## Excerpt:
The Finnish newspaper Iltalehti

reported yesterday that “several foreign and security policy sources” had confirmed the Finnish Defense Forces’ recommendation of the F-35 as Finland’s next fighter. Apparently, the same sources pointed to the F-35’s “capability and expected long lifespan” as key reasons for it winning through in favor of the rival Boeing F/A-18E/F Super Hornet, Dassault Aviation Rafale, Eurofighter Typhoon, and the Saab Gripen E. Final quotes from each of these manufacturers were received in April. While there is no fixed figure on the number of jets to be acquired, it seems this will be in the region of 64 aircraft.

Two U.S. Air Force F-35As, from Hill Air Force Base, Utah, right, fly in formation with two Finnish F/A-18C Hornets, left, while en route to Turku, Finland, in June 2019, in support of a Theater Security Package., U.S. Air Force/Airman 1st Class Jovante Johnson

The reports suggest that, now that the Finnish Defense Forces have made their decision, the country’s Ministry of Defense will prepare a procurement proposal for the government to approve. This is expected to be a formality, although lawmakers could theoretically still try and push for an alternative. Nevertheless, sources have told Iltalehti that the government is set to formally confirm the F-35 decision within the next 10 days, after having informed the U.S. government.

## Directions:
Condense the paragraph of the excerpt on Finland's fighter selection that begins "The reports suggest that" into a short bulleted list that keeps its main facts.

## Stored data:
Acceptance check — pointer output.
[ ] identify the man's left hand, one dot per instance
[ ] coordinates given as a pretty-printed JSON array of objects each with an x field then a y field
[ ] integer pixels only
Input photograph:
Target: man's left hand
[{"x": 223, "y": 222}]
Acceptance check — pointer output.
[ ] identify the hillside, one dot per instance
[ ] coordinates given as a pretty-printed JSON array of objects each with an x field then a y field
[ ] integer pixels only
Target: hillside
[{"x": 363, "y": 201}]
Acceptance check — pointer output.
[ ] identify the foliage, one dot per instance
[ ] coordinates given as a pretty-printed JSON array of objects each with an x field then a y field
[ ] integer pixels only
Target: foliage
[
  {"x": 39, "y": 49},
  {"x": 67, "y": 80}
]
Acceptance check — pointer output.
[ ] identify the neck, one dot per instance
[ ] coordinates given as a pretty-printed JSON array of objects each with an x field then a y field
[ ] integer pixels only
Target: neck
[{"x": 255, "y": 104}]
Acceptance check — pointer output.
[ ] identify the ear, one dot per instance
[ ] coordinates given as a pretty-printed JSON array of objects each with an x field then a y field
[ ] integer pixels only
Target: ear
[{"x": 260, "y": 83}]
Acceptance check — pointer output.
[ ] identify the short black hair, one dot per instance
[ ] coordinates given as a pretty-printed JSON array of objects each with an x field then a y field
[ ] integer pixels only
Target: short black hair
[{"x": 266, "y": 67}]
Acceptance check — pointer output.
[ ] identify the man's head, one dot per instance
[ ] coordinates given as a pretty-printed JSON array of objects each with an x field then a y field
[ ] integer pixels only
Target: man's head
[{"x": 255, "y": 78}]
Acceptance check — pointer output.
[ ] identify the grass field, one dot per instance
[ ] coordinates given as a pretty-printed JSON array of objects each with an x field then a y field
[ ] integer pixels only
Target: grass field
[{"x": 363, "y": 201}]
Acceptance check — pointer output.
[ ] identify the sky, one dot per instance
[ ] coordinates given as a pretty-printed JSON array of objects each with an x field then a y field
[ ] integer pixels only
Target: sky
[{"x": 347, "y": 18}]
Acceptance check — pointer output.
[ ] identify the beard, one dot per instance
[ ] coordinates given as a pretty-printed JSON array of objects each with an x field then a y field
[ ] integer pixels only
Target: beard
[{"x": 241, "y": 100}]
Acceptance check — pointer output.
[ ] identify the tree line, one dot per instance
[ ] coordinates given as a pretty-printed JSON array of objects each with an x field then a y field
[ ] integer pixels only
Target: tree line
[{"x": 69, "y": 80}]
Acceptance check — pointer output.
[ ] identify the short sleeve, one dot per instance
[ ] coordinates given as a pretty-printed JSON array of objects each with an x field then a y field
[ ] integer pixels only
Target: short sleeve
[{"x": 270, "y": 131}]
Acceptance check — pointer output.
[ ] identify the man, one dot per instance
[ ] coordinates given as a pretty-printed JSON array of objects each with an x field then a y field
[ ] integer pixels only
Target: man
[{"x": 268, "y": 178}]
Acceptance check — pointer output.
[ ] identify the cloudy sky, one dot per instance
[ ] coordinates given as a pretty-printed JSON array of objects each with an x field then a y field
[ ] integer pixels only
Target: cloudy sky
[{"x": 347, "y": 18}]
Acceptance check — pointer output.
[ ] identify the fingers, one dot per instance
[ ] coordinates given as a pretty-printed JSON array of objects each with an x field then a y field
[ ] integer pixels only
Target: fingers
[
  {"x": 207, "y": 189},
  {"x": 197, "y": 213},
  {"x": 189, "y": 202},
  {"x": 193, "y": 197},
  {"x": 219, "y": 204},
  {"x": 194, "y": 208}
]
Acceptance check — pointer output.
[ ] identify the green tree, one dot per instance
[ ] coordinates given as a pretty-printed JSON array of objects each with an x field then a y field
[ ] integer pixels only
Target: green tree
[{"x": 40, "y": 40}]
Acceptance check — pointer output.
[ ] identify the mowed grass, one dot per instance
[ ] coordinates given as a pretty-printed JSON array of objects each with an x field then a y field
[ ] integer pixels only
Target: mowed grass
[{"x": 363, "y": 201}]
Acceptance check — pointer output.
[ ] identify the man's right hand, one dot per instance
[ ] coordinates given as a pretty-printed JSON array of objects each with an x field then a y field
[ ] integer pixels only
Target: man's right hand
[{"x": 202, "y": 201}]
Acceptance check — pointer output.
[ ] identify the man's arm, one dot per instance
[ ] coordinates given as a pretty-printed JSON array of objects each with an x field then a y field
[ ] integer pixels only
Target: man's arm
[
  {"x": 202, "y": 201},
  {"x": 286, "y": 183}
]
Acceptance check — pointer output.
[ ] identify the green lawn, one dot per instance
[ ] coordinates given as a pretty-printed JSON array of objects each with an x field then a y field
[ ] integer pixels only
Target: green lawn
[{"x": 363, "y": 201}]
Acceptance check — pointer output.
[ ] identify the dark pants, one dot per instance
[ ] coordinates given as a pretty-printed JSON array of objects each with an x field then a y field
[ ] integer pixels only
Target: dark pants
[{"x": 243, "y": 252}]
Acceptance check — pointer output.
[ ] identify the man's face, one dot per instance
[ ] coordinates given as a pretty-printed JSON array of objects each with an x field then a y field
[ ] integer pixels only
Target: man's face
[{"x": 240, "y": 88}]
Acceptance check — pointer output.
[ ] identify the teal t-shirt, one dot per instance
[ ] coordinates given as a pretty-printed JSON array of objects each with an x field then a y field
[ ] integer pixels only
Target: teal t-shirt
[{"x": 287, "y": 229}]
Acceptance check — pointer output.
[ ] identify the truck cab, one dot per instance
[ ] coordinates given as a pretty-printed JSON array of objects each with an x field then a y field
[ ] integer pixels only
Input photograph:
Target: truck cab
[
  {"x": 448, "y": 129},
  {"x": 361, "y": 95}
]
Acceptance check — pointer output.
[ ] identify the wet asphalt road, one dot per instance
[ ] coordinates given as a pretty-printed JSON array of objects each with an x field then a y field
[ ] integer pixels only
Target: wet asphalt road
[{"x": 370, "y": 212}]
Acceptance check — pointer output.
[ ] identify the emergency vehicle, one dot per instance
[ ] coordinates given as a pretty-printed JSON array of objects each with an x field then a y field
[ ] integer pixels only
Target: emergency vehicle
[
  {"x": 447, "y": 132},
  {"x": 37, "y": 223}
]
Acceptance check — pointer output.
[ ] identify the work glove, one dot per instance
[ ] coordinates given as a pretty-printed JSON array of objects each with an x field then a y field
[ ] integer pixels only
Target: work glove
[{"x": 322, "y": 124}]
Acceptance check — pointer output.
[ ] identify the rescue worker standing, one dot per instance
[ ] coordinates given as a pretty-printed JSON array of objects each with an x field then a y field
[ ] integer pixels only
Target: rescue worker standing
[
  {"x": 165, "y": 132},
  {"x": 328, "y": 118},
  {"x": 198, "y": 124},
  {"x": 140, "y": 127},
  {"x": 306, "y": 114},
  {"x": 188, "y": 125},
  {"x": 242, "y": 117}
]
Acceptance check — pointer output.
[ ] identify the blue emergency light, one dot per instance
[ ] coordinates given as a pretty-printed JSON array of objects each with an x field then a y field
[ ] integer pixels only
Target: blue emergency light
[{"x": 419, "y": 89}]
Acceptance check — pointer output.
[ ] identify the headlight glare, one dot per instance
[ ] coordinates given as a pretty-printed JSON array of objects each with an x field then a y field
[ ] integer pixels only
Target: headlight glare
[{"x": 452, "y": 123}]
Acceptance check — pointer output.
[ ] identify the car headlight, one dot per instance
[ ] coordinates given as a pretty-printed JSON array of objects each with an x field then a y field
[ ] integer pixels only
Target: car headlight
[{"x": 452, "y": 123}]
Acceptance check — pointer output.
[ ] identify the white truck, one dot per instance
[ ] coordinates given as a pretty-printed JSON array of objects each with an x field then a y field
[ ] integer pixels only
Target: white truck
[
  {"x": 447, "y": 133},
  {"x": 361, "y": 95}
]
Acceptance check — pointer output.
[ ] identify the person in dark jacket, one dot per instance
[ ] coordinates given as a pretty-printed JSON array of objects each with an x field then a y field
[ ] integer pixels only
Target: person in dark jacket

## Completed exercise:
- With the Finnish Defense Forces' decision made, the Ministry of Defense will prepare a procurement proposal for government approval.
- Approval is expected to be a formality, though lawmakers could in theory still push for an alternative.
- Sources told Iltalehti the government will formally confirm the F-35 decision within the next 10 days, after informing the U.S. government.